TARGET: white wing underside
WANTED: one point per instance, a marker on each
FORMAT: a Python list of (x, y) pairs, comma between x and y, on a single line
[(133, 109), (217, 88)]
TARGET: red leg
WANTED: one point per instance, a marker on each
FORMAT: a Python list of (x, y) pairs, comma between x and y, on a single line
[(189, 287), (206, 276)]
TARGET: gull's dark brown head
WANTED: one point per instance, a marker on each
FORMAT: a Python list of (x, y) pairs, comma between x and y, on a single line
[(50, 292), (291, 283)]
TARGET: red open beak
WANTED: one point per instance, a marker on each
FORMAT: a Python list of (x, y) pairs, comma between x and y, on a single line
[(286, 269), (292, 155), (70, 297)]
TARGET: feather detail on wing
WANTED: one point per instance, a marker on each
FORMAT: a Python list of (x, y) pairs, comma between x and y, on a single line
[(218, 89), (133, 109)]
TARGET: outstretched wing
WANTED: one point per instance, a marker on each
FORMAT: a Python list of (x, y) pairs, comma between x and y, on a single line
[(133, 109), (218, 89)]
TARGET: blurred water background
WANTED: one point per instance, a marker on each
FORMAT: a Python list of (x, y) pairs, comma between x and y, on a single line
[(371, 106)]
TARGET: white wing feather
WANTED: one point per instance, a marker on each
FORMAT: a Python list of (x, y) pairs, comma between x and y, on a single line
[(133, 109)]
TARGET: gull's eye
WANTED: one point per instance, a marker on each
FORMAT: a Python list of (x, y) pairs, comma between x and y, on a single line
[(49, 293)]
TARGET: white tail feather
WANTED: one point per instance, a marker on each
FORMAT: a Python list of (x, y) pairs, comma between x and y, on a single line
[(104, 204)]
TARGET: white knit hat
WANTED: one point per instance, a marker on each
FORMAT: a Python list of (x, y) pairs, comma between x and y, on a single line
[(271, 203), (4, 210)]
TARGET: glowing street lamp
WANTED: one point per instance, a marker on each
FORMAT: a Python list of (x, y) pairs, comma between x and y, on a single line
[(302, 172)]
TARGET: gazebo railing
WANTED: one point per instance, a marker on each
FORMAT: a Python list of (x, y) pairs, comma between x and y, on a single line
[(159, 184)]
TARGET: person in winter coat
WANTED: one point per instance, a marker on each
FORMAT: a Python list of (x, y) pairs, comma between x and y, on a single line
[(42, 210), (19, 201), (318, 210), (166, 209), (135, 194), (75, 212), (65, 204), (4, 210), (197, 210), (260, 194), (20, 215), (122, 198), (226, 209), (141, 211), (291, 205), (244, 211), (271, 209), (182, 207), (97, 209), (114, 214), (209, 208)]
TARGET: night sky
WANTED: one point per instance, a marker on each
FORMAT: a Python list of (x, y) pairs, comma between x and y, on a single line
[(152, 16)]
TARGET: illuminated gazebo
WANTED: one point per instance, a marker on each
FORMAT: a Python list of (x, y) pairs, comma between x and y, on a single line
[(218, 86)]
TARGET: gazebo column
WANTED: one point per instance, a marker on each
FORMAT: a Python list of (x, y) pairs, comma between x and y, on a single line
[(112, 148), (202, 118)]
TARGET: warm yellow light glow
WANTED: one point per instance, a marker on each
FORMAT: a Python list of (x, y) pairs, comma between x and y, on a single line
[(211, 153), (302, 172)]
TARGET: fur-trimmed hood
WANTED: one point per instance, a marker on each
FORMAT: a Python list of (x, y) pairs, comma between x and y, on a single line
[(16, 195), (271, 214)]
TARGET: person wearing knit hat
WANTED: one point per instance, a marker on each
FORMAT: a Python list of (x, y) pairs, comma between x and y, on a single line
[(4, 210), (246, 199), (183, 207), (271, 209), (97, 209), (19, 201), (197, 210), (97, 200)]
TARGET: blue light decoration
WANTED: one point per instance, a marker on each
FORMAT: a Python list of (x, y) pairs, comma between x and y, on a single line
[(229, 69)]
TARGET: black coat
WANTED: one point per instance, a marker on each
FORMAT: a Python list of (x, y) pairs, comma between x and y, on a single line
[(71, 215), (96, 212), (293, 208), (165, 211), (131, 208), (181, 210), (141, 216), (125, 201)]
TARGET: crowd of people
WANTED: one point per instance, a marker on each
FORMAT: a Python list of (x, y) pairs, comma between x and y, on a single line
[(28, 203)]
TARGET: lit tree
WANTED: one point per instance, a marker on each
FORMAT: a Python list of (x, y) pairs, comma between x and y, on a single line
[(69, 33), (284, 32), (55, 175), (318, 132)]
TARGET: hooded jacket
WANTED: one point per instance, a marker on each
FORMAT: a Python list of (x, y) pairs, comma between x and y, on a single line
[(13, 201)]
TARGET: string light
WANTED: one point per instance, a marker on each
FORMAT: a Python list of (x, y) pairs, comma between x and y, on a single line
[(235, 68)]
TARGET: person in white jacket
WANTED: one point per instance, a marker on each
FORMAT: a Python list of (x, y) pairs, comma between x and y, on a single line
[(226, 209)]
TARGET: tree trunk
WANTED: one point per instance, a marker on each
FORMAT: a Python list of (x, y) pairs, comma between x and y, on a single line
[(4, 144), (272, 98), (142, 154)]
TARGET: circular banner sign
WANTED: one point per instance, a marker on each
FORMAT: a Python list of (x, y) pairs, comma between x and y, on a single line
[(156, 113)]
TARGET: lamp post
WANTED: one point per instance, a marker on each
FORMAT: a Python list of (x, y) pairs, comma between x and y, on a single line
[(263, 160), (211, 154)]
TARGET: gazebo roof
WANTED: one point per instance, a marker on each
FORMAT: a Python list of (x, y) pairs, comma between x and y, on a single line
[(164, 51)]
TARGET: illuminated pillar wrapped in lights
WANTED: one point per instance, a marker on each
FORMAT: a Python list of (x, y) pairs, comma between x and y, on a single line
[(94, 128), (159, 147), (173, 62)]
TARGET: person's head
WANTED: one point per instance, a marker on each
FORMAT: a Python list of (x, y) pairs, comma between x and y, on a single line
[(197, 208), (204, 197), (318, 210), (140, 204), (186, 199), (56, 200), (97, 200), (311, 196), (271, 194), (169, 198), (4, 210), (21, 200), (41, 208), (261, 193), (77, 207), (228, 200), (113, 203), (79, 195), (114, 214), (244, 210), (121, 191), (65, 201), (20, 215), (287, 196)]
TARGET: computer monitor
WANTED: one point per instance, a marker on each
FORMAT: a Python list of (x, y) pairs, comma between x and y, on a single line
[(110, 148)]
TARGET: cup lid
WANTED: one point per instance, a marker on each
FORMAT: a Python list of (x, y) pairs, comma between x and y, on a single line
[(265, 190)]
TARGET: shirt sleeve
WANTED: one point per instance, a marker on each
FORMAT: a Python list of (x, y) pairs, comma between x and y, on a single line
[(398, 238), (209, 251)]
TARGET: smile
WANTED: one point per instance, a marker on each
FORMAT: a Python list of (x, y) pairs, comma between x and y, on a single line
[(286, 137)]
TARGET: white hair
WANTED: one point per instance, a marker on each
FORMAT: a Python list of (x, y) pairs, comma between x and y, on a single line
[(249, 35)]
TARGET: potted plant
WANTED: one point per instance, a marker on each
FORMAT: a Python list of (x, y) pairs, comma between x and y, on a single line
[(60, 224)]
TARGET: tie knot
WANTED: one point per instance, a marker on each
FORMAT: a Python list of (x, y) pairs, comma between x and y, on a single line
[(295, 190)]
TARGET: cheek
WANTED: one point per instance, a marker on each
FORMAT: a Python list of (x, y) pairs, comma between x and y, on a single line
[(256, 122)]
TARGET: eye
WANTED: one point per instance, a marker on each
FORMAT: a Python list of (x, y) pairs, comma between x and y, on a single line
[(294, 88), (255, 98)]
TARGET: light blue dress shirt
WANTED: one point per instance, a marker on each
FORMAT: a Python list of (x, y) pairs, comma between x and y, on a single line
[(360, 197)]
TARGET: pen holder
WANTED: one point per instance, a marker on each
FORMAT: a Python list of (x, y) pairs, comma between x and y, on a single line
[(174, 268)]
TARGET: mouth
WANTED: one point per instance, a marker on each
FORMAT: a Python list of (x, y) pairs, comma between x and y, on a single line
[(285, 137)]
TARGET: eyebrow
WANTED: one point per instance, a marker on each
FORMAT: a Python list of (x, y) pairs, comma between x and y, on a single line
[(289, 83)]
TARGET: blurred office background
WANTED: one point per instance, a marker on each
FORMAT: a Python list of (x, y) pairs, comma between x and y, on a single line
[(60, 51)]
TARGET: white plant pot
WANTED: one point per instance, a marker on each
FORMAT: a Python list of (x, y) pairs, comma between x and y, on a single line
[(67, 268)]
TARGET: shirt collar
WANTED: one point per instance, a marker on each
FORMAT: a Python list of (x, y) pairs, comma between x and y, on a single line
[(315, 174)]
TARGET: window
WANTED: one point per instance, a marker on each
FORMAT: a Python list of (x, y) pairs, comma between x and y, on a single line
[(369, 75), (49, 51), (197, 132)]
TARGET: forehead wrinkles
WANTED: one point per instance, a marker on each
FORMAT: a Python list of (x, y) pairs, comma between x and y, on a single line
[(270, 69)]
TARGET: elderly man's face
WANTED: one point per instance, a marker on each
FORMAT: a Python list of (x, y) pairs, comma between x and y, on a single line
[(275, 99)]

---------------

Can you write out the lines from the one with "TARGET: black coat" up to and including the one with "[(156, 113)]", with "instance" changed to "object" and nothing else altered?

▶ _Complete output_:
TARGET: black coat
WANTED: one point per object, a marker on each
FORMAT: a Python list of (x, y) pairs, comma between x and y, on a single line
[(71, 215), (96, 212), (293, 208), (165, 211), (131, 208), (181, 210), (141, 216), (125, 201)]
TARGET: crowd of people
WANTED: one point per object, a marker on each
FORMAT: a Python list of (x, y) pairs, comma between x and y, on a single line
[(28, 203)]
TARGET: lit tree
WANTED: one point per object, a marker on each
FORMAT: a Python list of (x, y) pairs, comma between x and y, on a single line
[(69, 33), (284, 32), (55, 175), (318, 132)]
TARGET: hooded jacket
WANTED: one point per object, a marker on each
FORMAT: a Python list of (x, y) pairs, comma between x and y, on a single line
[(13, 201)]
TARGET: string light
WANTED: one point per object, a marker on each
FORMAT: a Python list of (x, y) pairs, comma between x and y, on a single line
[(235, 68)]
TARGET: person in white jacket
WANTED: one point per object, a marker on each
FORMAT: a Python list of (x, y) pairs, comma between x and y, on a single line
[(226, 209)]
TARGET: tree trunk
WANTED: one point per object, a marker on each
FORMAT: a Python list of (x, y) pairs, comma between x and y, on a single line
[(4, 144), (272, 98), (142, 154)]
TARGET: circular banner sign
WANTED: one point per object, a marker on each
FORMAT: a Python list of (x, y) pairs, comma between x and y, on a single line
[(156, 113)]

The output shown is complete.